-- What is needed --
All the data should come back exactly as it was given.

BEGIN Data section

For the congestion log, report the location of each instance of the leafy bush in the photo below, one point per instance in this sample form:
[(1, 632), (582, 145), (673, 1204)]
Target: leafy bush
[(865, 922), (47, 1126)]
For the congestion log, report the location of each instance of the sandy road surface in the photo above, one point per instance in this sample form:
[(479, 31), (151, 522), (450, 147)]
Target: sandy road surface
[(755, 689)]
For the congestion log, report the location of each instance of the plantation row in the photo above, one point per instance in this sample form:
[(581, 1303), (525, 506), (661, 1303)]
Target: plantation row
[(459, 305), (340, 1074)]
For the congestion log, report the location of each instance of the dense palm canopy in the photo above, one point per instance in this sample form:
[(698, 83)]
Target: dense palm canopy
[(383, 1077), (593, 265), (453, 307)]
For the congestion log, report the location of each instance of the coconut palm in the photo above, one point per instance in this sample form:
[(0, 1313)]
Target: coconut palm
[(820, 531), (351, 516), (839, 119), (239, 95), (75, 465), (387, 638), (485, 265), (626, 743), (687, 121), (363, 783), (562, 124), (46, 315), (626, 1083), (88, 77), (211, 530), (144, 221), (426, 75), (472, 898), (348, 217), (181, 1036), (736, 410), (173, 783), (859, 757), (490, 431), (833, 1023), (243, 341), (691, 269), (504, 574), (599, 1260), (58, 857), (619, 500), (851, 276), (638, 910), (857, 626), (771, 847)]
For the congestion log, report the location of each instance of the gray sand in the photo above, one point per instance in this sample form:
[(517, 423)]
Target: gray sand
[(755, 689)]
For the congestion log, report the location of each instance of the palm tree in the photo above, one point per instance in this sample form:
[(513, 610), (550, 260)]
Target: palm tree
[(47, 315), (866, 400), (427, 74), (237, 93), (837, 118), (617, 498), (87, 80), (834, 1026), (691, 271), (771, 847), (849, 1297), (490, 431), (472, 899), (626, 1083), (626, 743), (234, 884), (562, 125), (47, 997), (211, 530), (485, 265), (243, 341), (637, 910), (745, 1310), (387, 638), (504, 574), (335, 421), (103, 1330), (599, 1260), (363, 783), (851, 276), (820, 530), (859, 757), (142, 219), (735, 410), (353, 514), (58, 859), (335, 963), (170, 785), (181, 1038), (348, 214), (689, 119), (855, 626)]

END Data section

-- Answer to the problem --
For the congestion log, report the location of each instance of the leafy bush in the photo below, one point per instance in this sample form:
[(1, 632), (582, 145), (673, 1204)]
Target: leafy bush
[(865, 922), (47, 1126)]
For the congestion log, report the location of each instance of the sandy road surface in the photo above, one point per instance in this sample form:
[(479, 31), (151, 522), (450, 147)]
Target: sandy road surface
[(755, 689)]
For the congestion log, report the location of each instance of the plantation row in the photo above, one point per instance in this sample form:
[(581, 1303), (525, 506), (661, 1303)]
Target: plantation row
[(459, 305), (340, 1074)]
For the congestion log, report the location of each instance of the dense palm canopy in the photo above, one point per instance in this sample form:
[(698, 83)]
Target: dense palm canopy
[(383, 1077), (593, 265), (453, 307)]
For the congestion log, report the location of each instance of the coconut palm in the photo above, one point per instance in this sample form:
[(0, 1313)]
Target: coconut palm
[(820, 531), (351, 516), (839, 119), (239, 95), (75, 465), (387, 638), (485, 265), (626, 743), (687, 121), (363, 783), (562, 124), (46, 315), (626, 1083), (88, 77), (211, 530), (144, 221), (426, 75), (472, 898), (348, 217), (181, 1036), (736, 410), (173, 783), (859, 757), (490, 431), (833, 1023), (243, 341), (691, 269), (504, 574), (599, 1260), (58, 857), (619, 500), (851, 276), (638, 910), (857, 626), (771, 847)]
For the congestion log, report the location of each instance of the gray sand in the photo above, one point per instance in this sample form:
[(517, 423)]
Target: gray sand
[(755, 689)]
For the congestion log, report the location of each instance of the palm tree in the photo above, one point per instance in this sample form:
[(513, 610), (550, 260)]
Target: palm tree
[(47, 315), (866, 400), (427, 74), (237, 93), (837, 118), (617, 498), (87, 80), (834, 1026), (691, 271), (771, 847), (849, 1297), (490, 431), (472, 899), (626, 1083), (626, 743), (234, 884), (562, 125), (47, 997), (211, 530), (485, 265), (243, 341), (637, 910), (745, 1310), (387, 638), (504, 574), (335, 421), (103, 1330), (599, 1260), (363, 783), (851, 276), (820, 530), (859, 757), (142, 219), (735, 410), (353, 514), (58, 859), (335, 963), (170, 785), (181, 1038), (348, 214), (689, 119), (855, 626)]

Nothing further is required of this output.